PASSAGE FOR REVIEW |
------------------------------
Few Caregivers Use Mobile, Online Tools to Track Medicines: Pew Report
Online tools are a helpful resource for 59 percent of caregivers with Internet access, but as far as tracking when a person takes medication or schedules refills, they've yet to learn how mobile applications may help, a new report by the Pew Internet and American Life Project revealed.
Online and mobile tools for medication compliance are a growing market, but many caregivers don't know they exist. Of caregivers with Internet access, 84 percent go online to research health topics, yet only 7 percent of caregivers use online or mobile tools to monitor how patients take medications and refill prescriptions, according to the June 20 report "Family Caregivers are Wired for Health."
In addition, 39 percent of caregivers surveyed managed medications for someone, yet only 18 percent of them use online or mobile tools for managing medications.
As a report card on how online resources aid caregivers, "it's probably around a D+," Susannah Fox, associate director of Pew Internet and American Life Project, told eWEEK.
Although caregivers are "voracious information consumers" and use the Internet and mobile devices, 41 percent believe these tools are unhelpful, Fox noted.
"I think that's an interesting opportunity for people who would like to serve up information support for caregivers," Fox told eWEEK. "This is a market that's interested but not yet completely well served."
Caregivers use search engines and may or may not receive guidance on finding caregiver support groups at a doctor's office, she noted. They need more direction on where to find information on caregiving.
Pharmacy chains such as CVS and Walgreens offer mobile apps that allow users to refill prescriptions online.
For the report, Pew conducted phone interviews with 3,014 adults from Aug. 7 to Sept. 6, 2012. Close to 39 percent of American adults are acting as caregivers for a person with significant health issues, Pew reported.
Mobile tools include Great Call's Med Coach Medication Reminder app and MediSafe Project's platform, which connects to a cloud service to allow caregivers to track medication usage.
Many caregivers and patients are still using pencil and paper as well as pillboxes to keep track of their medication, Fox noted.
"It's still a very offline activity involving pencil and paper and pillboxes, which makes sense but I think that's a potentially untapped market for entrepreneurs and others who can look at this data and see that there's a significant group of American adults who are bristling with technology, who have a complex situation on their hands and they're not yet using technology to manage it—but they're clearly ready for it."
------------------------------
PROVIDED INFORMATION |

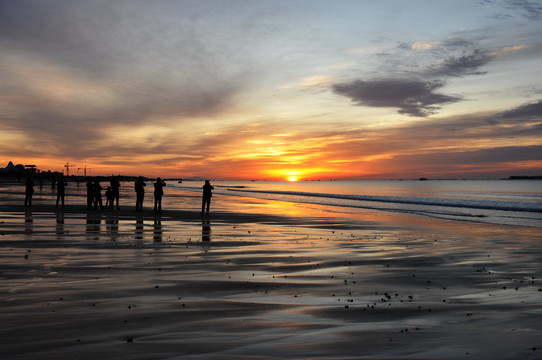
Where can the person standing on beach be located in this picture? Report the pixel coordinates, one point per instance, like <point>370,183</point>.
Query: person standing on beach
<point>139,186</point>
<point>207,195</point>
<point>90,193</point>
<point>29,191</point>
<point>97,194</point>
<point>60,190</point>
<point>158,193</point>
<point>115,185</point>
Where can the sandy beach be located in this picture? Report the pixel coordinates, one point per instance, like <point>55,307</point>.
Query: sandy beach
<point>260,279</point>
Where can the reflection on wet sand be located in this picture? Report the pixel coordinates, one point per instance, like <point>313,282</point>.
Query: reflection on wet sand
<point>139,228</point>
<point>93,225</point>
<point>59,224</point>
<point>28,223</point>
<point>112,226</point>
<point>206,230</point>
<point>157,228</point>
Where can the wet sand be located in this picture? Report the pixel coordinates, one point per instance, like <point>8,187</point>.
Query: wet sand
<point>261,280</point>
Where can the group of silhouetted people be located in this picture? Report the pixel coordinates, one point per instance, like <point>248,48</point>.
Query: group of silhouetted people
<point>94,194</point>
<point>112,194</point>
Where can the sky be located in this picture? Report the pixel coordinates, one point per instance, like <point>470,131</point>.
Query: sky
<point>275,90</point>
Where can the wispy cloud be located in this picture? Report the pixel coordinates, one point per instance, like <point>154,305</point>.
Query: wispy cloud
<point>411,97</point>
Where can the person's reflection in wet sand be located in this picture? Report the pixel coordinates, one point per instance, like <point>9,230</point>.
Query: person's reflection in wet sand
<point>139,228</point>
<point>205,231</point>
<point>93,225</point>
<point>59,224</point>
<point>157,228</point>
<point>112,226</point>
<point>28,223</point>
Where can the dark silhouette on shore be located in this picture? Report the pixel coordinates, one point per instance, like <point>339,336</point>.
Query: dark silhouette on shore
<point>90,193</point>
<point>139,186</point>
<point>207,195</point>
<point>60,190</point>
<point>158,193</point>
<point>97,194</point>
<point>115,185</point>
<point>29,191</point>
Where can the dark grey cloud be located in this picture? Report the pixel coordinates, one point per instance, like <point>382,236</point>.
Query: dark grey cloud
<point>532,110</point>
<point>411,97</point>
<point>463,65</point>
<point>531,10</point>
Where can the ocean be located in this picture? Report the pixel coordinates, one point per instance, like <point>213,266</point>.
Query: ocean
<point>503,202</point>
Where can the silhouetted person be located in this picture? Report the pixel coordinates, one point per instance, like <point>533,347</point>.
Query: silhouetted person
<point>139,186</point>
<point>29,191</point>
<point>98,194</point>
<point>90,193</point>
<point>207,195</point>
<point>60,190</point>
<point>109,198</point>
<point>115,185</point>
<point>158,193</point>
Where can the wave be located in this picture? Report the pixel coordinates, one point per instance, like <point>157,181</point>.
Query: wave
<point>445,202</point>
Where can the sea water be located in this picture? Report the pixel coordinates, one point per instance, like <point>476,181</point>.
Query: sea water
<point>506,202</point>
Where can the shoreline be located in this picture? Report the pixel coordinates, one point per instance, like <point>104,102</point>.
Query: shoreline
<point>259,279</point>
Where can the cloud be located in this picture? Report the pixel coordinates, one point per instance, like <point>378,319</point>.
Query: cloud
<point>509,49</point>
<point>463,65</point>
<point>532,110</point>
<point>411,97</point>
<point>424,45</point>
<point>531,10</point>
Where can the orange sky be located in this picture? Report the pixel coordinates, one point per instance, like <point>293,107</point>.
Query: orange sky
<point>272,90</point>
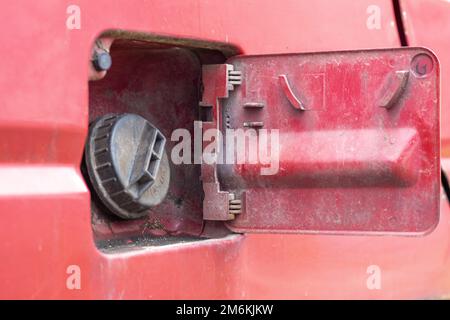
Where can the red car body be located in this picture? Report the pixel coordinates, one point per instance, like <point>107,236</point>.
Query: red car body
<point>45,203</point>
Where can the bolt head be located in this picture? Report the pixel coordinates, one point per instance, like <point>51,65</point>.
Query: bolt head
<point>102,61</point>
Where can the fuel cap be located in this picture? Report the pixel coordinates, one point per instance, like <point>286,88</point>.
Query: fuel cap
<point>127,164</point>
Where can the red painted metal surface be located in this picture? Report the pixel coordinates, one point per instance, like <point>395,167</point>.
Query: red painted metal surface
<point>427,24</point>
<point>346,163</point>
<point>45,205</point>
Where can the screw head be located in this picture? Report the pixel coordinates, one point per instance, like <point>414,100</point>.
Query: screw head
<point>422,65</point>
<point>102,61</point>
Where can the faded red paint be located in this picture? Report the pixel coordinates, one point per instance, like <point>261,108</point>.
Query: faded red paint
<point>43,125</point>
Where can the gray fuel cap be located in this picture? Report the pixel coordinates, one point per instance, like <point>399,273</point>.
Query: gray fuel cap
<point>127,164</point>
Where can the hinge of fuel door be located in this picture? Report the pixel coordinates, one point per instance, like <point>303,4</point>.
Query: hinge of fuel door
<point>218,81</point>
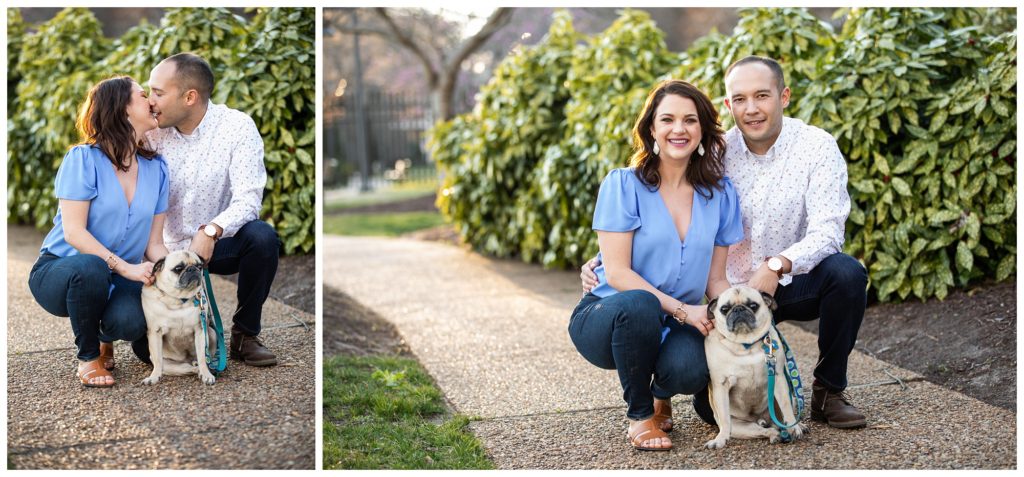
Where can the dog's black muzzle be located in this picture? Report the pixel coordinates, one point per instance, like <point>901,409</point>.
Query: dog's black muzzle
<point>740,315</point>
<point>190,277</point>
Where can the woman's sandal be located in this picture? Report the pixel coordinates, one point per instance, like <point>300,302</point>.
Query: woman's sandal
<point>92,371</point>
<point>663,414</point>
<point>646,430</point>
<point>107,354</point>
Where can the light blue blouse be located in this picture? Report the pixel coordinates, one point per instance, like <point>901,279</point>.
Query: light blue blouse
<point>677,268</point>
<point>86,174</point>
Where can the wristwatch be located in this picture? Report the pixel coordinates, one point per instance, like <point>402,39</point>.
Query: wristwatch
<point>774,264</point>
<point>210,231</point>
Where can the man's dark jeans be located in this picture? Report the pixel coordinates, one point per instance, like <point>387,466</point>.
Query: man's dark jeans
<point>836,291</point>
<point>623,332</point>
<point>252,253</point>
<point>80,288</point>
------------------------------
WHAT THE TASK REQUIRES |
Rewrite the Pew caregiver report from "Caregivers use search" to "medication, Fox noted.", changing "CVS" to "Rite Aid".

ANSWER BOX |
Caregivers use search engines and may or may not receive guidance on finding caregiver support groups at a doctor's office, she noted. They need more direction on where to find information on caregiving.
Pharmacy chains such as Rite Aid and Walgreens offer mobile apps that allow users to refill prescriptions online.
For the report, Pew conducted phone interviews with 3,014 adults from Aug. 7 to Sept. 6, 2012. Close to 39 percent of American adults are acting as caregivers for a person with significant health issues, Pew reported.
Mobile tools include Great Call's Med Coach Medication Reminder app and MediSafe Project's platform, which connects to a cloud service to allow caregivers to track medication usage.
Many caregivers and patients are still using pencil and paper as well as pillboxes to keep track of their medication, Fox noted.